Dataset records on where objects are located
#####

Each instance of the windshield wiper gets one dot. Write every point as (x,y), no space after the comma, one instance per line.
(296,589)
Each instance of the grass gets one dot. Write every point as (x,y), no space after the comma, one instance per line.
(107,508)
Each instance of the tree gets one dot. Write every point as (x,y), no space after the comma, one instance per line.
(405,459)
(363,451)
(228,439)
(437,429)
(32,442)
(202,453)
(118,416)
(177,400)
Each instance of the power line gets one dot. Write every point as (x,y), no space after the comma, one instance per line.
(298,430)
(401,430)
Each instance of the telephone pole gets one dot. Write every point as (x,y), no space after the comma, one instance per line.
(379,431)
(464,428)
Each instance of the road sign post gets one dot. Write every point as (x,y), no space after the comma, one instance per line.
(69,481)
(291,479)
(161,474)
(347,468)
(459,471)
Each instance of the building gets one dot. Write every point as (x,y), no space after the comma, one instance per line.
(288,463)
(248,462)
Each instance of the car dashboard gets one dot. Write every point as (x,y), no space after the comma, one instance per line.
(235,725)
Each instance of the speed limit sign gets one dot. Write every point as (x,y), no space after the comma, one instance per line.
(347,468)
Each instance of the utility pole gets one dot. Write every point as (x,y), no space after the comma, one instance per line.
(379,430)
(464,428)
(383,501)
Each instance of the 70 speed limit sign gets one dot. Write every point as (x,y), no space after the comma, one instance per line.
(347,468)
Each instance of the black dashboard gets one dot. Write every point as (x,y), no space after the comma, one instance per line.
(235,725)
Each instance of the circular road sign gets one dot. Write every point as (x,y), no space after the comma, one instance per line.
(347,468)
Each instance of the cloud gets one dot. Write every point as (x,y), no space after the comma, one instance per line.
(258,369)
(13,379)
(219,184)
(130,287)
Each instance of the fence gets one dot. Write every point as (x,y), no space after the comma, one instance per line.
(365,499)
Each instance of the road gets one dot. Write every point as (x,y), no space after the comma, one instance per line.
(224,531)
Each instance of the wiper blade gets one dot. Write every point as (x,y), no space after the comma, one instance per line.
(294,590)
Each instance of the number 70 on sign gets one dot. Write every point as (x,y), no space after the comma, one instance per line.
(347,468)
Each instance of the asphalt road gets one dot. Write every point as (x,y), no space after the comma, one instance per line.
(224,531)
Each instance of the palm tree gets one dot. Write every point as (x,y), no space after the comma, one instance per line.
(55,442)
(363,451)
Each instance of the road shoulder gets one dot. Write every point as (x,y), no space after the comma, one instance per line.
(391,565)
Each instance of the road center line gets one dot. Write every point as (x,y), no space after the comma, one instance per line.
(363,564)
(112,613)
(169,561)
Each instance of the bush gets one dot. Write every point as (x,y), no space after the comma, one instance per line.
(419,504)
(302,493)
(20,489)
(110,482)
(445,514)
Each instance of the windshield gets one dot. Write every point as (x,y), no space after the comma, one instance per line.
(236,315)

#####

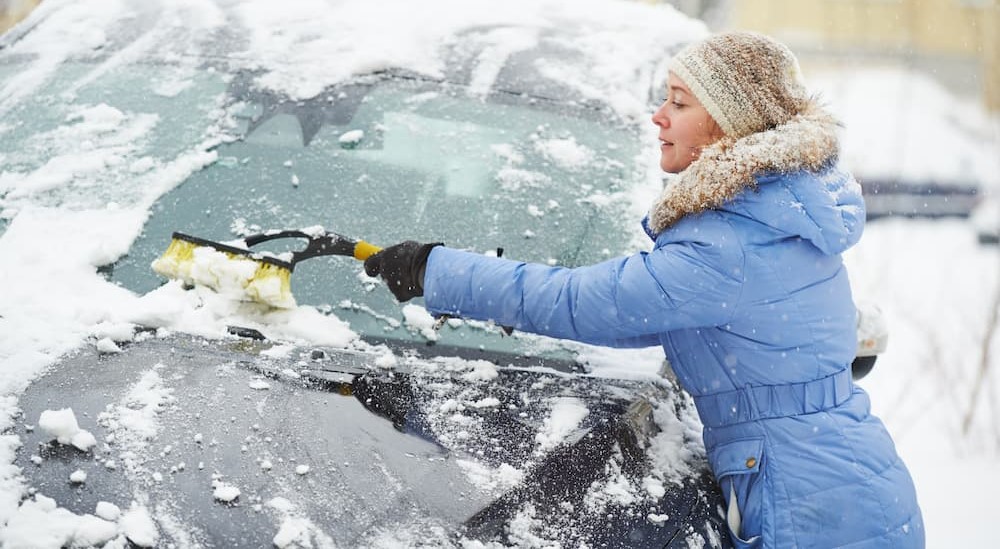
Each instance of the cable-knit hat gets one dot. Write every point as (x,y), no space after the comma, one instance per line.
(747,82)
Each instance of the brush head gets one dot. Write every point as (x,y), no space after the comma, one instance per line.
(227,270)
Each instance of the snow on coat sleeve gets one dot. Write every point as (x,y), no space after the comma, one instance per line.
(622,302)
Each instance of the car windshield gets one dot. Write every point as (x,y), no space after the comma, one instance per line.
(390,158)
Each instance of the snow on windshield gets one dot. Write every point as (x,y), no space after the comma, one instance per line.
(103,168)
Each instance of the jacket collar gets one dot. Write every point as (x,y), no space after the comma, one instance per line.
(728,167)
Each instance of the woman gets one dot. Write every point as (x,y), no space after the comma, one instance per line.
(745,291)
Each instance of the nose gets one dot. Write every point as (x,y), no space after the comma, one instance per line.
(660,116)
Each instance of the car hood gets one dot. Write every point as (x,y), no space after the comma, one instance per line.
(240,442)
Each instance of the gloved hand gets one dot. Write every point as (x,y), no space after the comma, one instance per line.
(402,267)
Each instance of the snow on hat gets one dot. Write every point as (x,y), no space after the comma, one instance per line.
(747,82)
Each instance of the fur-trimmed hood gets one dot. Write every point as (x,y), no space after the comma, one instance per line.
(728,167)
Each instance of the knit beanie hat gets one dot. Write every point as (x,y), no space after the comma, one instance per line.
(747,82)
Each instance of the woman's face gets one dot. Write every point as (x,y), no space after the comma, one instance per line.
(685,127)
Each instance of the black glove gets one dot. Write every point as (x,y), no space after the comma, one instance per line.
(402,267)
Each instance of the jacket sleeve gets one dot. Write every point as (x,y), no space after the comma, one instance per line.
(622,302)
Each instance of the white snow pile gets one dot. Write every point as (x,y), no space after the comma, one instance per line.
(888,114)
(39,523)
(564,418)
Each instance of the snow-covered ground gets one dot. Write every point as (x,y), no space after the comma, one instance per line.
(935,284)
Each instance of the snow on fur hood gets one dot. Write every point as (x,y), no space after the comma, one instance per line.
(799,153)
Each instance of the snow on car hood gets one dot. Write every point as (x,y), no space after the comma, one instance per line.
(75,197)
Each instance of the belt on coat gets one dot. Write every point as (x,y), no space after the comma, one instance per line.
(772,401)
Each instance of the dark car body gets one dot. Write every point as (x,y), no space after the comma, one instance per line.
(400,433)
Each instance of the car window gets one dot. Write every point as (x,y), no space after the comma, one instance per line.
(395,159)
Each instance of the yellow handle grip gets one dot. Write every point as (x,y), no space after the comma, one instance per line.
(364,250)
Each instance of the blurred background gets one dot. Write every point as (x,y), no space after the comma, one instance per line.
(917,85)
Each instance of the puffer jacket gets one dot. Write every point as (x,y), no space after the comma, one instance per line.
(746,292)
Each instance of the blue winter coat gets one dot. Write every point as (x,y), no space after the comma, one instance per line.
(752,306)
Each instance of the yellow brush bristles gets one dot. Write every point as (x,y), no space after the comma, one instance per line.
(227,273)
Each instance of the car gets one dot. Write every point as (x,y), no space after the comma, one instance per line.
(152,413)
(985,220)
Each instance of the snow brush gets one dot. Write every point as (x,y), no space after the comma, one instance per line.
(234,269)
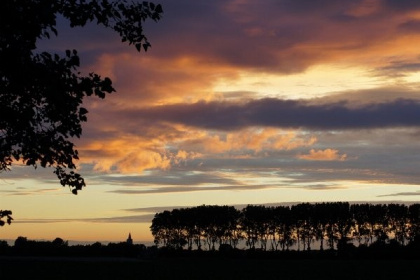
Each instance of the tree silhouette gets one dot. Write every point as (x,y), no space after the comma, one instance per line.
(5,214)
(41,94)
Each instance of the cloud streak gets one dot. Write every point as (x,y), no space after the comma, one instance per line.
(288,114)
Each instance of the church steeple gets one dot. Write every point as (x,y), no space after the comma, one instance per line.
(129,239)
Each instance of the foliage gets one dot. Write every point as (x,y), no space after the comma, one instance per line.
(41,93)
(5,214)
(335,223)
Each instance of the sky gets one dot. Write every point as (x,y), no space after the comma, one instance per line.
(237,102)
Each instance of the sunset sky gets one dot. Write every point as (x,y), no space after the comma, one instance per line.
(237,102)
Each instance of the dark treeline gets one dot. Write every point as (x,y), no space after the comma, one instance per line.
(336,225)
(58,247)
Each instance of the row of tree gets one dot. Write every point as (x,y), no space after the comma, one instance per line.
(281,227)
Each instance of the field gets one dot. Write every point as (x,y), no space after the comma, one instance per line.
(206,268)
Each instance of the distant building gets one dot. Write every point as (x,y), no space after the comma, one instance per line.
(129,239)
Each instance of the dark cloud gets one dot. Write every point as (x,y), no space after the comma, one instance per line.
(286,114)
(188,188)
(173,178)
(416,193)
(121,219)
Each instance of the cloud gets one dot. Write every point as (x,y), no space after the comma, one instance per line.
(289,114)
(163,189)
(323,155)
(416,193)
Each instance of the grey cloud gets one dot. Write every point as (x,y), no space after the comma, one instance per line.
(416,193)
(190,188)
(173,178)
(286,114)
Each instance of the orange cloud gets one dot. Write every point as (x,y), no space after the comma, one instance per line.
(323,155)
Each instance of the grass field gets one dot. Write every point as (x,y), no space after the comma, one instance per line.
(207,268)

#####

> **Task**
Please show every line above that contains the word "jacket".

> **Exercise answer**
Each instance of the jacket collar gets one dot. Write every point as (x,y), no space after the comma, one instance per line.
Each instance of the jacket sleeve gets one dot. Write every point as (x,y), no space after the comma, one instance per line.
Each instance of the puffer jacket gets one dot. Write every point as (x,y), no space after the comma, one instance per line.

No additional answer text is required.